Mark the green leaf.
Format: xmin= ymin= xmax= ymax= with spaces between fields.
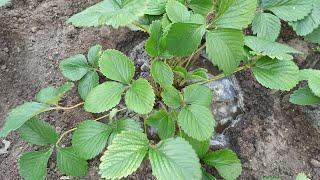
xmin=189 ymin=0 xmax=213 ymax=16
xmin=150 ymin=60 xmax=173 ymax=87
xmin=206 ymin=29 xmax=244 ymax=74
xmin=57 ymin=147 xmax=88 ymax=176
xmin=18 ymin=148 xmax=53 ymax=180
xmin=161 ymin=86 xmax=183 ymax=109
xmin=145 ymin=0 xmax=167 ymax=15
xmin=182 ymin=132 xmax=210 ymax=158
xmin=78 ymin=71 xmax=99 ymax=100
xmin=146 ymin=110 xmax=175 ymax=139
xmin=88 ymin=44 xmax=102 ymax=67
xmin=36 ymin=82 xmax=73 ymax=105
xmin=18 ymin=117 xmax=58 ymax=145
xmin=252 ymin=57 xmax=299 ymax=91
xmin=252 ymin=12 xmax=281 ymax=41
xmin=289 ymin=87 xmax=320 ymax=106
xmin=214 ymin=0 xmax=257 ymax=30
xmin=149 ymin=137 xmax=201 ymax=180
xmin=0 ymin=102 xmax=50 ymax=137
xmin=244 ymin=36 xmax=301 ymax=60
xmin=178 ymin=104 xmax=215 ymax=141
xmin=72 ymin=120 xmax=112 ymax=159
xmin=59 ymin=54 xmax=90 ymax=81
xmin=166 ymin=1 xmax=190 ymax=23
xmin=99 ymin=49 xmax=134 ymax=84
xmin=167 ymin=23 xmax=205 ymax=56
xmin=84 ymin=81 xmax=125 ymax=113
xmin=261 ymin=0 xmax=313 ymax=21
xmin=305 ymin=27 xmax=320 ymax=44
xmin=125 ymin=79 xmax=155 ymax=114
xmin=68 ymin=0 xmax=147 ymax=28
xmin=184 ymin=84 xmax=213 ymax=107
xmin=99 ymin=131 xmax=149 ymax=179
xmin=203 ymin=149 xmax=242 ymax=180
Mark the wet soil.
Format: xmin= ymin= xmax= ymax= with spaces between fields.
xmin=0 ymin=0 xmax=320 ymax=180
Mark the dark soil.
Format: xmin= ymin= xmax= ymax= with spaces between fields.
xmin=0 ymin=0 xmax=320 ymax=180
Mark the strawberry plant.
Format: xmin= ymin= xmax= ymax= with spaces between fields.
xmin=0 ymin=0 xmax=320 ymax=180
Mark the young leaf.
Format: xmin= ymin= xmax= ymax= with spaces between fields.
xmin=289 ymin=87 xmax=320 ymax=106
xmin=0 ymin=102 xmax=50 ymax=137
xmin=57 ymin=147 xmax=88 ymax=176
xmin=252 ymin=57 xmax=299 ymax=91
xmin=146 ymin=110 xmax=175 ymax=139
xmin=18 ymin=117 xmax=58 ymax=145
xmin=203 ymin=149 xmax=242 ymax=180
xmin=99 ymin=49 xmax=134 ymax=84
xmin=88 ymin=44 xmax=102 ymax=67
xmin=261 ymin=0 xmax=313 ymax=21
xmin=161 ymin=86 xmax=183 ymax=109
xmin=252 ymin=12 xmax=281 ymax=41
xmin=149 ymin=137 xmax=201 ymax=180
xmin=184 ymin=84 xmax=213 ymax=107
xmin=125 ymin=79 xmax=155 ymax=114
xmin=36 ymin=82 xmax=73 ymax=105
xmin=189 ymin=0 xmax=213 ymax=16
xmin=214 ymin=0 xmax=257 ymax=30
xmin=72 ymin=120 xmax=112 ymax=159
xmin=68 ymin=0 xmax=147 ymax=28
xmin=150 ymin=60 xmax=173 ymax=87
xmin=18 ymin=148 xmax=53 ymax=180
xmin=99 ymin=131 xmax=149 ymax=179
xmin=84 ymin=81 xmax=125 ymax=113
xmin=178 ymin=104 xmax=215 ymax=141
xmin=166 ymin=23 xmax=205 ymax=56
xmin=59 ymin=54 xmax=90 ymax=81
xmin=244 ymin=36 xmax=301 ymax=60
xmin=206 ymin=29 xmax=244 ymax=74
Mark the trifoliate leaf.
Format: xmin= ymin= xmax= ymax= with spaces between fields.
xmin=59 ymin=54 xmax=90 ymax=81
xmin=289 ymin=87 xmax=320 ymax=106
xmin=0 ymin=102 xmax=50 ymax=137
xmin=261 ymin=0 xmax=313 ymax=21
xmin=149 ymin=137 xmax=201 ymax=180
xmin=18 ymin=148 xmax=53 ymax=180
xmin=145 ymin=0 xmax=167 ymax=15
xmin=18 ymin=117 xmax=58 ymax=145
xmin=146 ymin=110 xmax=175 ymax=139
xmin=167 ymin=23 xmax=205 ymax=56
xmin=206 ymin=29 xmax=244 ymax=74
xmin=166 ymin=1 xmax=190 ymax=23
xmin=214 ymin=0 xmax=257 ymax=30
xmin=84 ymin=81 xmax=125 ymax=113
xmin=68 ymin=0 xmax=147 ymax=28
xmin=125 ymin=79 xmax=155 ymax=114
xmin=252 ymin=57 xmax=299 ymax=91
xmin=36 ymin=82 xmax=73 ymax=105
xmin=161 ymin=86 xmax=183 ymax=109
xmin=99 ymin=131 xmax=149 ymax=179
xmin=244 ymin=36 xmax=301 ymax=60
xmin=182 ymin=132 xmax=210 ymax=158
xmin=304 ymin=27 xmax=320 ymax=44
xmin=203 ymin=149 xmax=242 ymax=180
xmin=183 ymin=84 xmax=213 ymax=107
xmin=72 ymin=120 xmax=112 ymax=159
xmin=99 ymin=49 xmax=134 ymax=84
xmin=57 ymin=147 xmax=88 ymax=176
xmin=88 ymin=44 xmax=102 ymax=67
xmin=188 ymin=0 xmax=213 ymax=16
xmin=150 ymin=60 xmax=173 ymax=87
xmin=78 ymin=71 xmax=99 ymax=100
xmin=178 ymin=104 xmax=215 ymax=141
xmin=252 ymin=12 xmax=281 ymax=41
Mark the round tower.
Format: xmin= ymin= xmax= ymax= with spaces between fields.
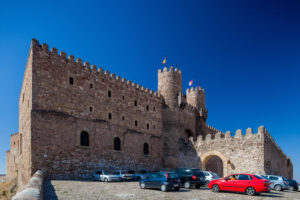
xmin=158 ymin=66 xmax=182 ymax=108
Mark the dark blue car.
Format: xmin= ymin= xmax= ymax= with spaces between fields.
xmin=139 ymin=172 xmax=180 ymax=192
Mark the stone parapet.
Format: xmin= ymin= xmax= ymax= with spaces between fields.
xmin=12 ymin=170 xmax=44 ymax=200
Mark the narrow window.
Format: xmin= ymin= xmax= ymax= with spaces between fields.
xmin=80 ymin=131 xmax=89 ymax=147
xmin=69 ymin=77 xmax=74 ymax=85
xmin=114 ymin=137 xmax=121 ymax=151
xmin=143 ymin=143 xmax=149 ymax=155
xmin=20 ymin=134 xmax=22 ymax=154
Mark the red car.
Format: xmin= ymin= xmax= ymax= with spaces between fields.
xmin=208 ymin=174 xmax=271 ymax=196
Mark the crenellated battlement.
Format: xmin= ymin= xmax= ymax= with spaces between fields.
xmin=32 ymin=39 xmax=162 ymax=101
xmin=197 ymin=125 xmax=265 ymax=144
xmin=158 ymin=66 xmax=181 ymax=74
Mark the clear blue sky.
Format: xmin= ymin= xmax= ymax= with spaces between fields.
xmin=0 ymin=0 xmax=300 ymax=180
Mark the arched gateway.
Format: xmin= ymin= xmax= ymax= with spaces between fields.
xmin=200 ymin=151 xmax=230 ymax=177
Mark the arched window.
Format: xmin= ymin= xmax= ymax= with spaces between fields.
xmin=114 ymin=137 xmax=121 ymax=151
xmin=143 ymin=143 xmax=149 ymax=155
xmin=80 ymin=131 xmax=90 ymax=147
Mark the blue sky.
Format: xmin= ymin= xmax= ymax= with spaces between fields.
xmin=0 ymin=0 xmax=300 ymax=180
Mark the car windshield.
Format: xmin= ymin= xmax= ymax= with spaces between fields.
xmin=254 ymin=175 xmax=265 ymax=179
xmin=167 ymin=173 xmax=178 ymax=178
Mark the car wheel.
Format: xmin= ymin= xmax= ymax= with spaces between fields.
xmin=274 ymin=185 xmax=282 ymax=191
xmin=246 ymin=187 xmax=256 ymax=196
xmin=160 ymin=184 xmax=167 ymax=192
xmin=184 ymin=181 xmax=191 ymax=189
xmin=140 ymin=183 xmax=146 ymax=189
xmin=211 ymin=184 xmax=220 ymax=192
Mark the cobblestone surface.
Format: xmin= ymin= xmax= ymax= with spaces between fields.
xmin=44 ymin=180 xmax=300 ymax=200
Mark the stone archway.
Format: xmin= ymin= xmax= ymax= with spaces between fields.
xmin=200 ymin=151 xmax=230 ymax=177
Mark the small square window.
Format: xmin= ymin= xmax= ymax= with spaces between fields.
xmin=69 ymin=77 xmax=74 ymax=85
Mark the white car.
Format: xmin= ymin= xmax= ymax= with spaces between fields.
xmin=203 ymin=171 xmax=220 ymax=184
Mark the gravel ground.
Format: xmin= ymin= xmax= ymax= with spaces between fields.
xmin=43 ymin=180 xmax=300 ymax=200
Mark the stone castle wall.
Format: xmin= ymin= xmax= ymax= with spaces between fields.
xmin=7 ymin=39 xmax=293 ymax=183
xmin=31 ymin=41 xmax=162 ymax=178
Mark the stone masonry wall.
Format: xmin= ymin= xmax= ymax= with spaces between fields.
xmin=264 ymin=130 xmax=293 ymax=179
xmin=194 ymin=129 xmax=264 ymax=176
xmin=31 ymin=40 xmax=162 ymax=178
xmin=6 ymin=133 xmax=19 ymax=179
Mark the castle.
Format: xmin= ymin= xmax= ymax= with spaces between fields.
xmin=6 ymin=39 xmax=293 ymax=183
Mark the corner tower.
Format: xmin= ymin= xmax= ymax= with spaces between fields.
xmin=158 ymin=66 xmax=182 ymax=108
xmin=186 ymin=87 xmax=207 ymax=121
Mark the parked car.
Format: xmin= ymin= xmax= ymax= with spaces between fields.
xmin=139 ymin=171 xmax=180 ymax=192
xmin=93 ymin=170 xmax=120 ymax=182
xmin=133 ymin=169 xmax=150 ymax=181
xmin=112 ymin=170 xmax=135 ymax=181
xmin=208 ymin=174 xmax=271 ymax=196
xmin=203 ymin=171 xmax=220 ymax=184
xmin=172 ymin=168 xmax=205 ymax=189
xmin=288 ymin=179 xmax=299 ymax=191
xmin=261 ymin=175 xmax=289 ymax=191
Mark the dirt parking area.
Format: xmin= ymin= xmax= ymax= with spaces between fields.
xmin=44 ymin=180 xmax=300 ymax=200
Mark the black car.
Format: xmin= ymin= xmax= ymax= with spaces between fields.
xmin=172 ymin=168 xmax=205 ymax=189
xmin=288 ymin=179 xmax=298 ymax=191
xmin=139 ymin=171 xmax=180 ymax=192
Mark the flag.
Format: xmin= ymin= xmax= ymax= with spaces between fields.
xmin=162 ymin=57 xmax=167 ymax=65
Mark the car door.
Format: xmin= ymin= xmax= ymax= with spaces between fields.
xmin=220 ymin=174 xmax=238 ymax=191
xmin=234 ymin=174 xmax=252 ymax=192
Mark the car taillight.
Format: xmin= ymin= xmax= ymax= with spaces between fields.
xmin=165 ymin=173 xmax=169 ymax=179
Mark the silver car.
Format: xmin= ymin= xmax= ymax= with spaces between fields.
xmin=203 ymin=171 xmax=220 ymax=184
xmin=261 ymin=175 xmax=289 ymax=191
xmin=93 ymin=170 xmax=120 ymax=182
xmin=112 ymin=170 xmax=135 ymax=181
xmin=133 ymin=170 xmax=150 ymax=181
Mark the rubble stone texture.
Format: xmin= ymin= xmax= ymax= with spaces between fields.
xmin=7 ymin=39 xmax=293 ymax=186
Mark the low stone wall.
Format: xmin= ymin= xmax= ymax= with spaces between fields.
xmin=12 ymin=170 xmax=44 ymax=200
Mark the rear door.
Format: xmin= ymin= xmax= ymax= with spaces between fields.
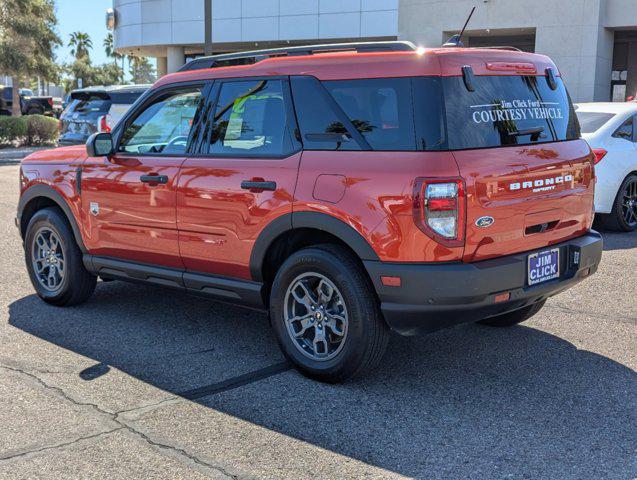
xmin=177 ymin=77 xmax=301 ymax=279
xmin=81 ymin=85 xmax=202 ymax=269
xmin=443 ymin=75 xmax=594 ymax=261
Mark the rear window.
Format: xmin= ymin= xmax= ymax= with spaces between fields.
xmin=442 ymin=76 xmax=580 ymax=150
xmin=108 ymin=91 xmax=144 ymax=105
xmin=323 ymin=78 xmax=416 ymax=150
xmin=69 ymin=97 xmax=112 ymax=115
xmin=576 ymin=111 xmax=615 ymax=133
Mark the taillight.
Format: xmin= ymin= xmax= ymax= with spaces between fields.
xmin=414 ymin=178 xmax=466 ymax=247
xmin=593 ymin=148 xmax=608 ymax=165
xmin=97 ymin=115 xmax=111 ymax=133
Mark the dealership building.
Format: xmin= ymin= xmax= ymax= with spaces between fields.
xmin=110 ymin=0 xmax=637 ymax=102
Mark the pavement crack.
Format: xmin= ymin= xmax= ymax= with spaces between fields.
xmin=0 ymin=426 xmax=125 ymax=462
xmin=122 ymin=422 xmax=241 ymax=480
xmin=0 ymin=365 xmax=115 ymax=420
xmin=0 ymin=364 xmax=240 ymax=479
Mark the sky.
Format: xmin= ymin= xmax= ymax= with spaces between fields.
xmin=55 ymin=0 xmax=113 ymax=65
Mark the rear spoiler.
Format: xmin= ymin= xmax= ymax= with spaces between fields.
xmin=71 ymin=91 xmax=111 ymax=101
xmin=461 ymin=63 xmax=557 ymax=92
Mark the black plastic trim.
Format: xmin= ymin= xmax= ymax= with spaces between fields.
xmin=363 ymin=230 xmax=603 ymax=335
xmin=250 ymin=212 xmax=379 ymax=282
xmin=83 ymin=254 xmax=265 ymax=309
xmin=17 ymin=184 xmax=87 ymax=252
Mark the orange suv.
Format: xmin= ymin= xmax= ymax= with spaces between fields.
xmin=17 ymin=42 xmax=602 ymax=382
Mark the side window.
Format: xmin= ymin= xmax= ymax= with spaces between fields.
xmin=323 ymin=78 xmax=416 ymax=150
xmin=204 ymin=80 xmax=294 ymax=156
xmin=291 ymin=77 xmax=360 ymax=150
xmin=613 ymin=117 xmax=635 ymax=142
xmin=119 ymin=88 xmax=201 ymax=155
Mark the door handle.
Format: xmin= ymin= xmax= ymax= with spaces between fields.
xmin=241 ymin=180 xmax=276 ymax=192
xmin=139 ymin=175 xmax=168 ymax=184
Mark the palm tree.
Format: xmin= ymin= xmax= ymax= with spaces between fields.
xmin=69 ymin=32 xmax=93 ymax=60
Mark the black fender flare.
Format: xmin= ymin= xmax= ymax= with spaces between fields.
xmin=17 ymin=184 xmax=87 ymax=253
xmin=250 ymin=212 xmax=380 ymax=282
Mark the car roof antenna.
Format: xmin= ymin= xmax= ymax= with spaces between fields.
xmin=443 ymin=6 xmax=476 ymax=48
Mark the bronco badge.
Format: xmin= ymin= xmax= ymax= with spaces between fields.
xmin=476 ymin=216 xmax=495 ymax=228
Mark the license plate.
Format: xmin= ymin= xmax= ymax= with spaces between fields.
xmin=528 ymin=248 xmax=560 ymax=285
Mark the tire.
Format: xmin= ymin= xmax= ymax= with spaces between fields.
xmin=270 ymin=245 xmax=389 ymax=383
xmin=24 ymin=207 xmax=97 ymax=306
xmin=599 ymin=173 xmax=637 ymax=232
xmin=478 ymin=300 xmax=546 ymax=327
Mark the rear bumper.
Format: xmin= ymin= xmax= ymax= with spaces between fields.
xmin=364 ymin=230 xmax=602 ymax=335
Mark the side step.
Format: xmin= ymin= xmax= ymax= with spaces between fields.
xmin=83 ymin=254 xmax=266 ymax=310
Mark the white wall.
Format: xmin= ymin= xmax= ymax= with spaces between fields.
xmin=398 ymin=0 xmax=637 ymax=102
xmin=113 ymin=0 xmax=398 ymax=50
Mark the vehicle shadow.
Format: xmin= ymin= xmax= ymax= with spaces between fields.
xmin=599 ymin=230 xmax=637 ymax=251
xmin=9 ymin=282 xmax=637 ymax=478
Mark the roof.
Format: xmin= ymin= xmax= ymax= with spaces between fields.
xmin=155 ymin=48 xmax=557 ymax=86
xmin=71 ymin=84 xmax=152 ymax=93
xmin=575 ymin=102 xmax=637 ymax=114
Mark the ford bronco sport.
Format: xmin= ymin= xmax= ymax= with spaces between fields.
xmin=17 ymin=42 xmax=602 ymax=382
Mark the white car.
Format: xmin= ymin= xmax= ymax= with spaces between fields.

*AIM*: Reproduce the stretch of the listing above from the line containing "Mark the stone masonry wall." through the line containing "xmin=186 ymin=87 xmax=207 ymax=121", including both of those lines.

*TASK OUTPUT*:
Mark the stone masonry wall.
Format: xmin= ymin= xmax= ymax= with spaces between fields.
xmin=264 ymin=130 xmax=293 ymax=179
xmin=194 ymin=129 xmax=264 ymax=176
xmin=31 ymin=40 xmax=162 ymax=178
xmin=6 ymin=133 xmax=19 ymax=179
Mark the castle.
Format: xmin= ymin= xmax= ymax= with spaces between fields.
xmin=6 ymin=39 xmax=293 ymax=183
Mark the corner tower.
Format: xmin= ymin= xmax= ymax= with spaces between fields.
xmin=158 ymin=66 xmax=182 ymax=108
xmin=186 ymin=87 xmax=207 ymax=121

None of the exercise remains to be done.